*Trecho selecionado*:
────────────────────
Com efeito, a vontade, enquanto razão prática pura, é uma vontade “determinada completamente por princípios a priori e sem quaisquer móbiles empirícos” (KANT, 1974, p. 199), ou, o que dá no mesmo, é uma vontade pura. Uma vontade, portanto, que “não se relaciona com a matéria da ação e com o que dela deve resultar, mas com a forma e o princípio de que ela mesma deriva” (KANT, 1974, p. 220).
Os princípios práticos e a autonomia da vontade
Seguindo a distinção entre vontade pura e vontade empiricamente condicionada chegamos, por fim, àquele que é o primeiro aspecto da autonomia da vontade em Kant. Com efeito, segundo o próprio filósofo, “a vontade é uma espécie de causalidade dos seres vivos, enquanto racionais, e liberdade seria a propriedade desta causalidade, pela qual ela pode ser eficiente, independentemente de causas estranhas que a determinem” (KANT, 1974, p. 243). O primeiro aspecto da autonomia é, pois, a liberdade da vontade com relação a todos os elementos externos. Assim, só podemos falar de uma vontade livre porque podemos falar de uma vontade pura, isto é, determinada inteiramente pela mera forma de seus princípios práticos (KANT, 1974, p. 199). Esta vontade, portanto, abre espaço para Kant pensar a liberdade como independência de condicionamentos externos.
A definição da liberdade como independência de toda forma de dependência é, contudo, segundo o próprio Kant, apenas um conceito negativo de liberdade (KANT, 1974, p. 243). Precisamente por isso é que será o conceito positivo de liberdade que nos permitirá compreender a correta extensão da ideia de autonomia da vontade. Para essa compreensão precisamos, no entanto, de dois conceitos que até agora não só não foram tematizados, mas em certa medida também evitados, pois procurávamos dar ênfase à relação entre razão e vontade, para chegarmos ao conceito de liberdade apoiado na formalidade da vontade, da sua pureza, portanto.
Estes conceitos e suas funções já aparecem expostos da Fundamentação, naquele capítulo em que Kant tratará de modo mais filosófico a questão da autonomia e da liberdade. O próprio subtítulo da terceira seção já traz a ideia que pretendemos trabalhar. Com efeito, segundo o nosso filósofo lá escreve, “o conceito da liberdade é a chave da explicação da autonomia da vontade” (KANT, 1974, p. 243). E abre o segundo parágrafo deste mesmo capítulo, onde define a liberdade positiva, nos seguintes termos:
como o conceito de uma causalidade traz consigo o de leis segundo as quais, por meio de uma coisa a que chamamos causa, tem de ser posta outra coisa que se chama efeito, assim a liberdade, se bem que não seja uma propriedade da vontade segundo leis naturais, não é por isso desprovida de leis, mas tem antes de ser uma causalidade segundo leis imutáveis, ainda que de uma espécie particular, pois de outro modo uma vontade livre seria um absurdo (KANT, 1974, p. 243).
────────────────────
*Segmento de dados*:

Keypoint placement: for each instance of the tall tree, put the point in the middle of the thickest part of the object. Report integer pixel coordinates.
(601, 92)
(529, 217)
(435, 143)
────────────────────
*Enunciados do exercício*:
1. Responda, com base no texto sobre a autonomia da vontade, às perguntas abaixo:
(a) Com o que se relaciona a vontade pura, em vez da matéria da ação?
(b) Qual é o primeiro aspecto da autonomia da vontade?
(c) Como Kant qualifica a definição da liberdade como independência de toda forma de dependência?
2. Indique se cada afirmação concorda com o texto sobre a autonomia da vontade, citando as palavras dele que decidem a questão:
(a) O conceito da liberdade é apresentado como a chave da explicação da autonomia da vontade.
(b) A liberdade, por não ser uma propriedade da vontade segundo leis naturais, é desprovida de leis.
(c) A vontade pura é determinada por móbiles empíricos.
3. Prossiga o texto sobre a autonomia da vontade a partir do ponto em que ele termina.
O material é independente e não tem relação com o texto sobre a autonomia da vontade.

*Respostas do exercício*:
1.
(a) Com a forma e o princípio de que ela mesma deriva.
(b) A liberdade da vontade com relação a todos os elementos externos.
(c) Como apenas um conceito negativo de liberdade.

2.
(a) Sim: “o conceito da liberdade é a chave da explicação da autonomia da vontade”.
(b) Não: “não é por isso desprovida de leis”.
(c) Não: “determinada completamente por princípios a priori”.

3.
Nesta citação aparecem claramente as duas ideias que nos permitirão agora falar da liberdade, enquanto autonomia da vontade em sentido positivo, a saber: a ideia de lei e de causalidade. Se até agora só tínhamos tratado da vontade como uma faculdade passiva, e essa era a intenção porque pretendíamos destacar a compreensão segundo a qual a vontade, enquanto determinável pelo imperativo categórico, isto é, segundo a mera forma dos princípios práticos, o que os faz princípios absolutamente puros, podia ser entendida como pura e como livre de condicionamentos externos, ou seja, que a vontade podia não só separar a matéria da forma de seus princípios, mas que ainda era-lhe possível pensar princípios simplesmente formais, princípios esses que tornam possível a ideia de uma vontade pura, determinada pela sua mera forma. Portanto, se até agora tínhamos tratado da vontade apenas como faculdade passiva é hora de também a tratarmos como faculdade ativa.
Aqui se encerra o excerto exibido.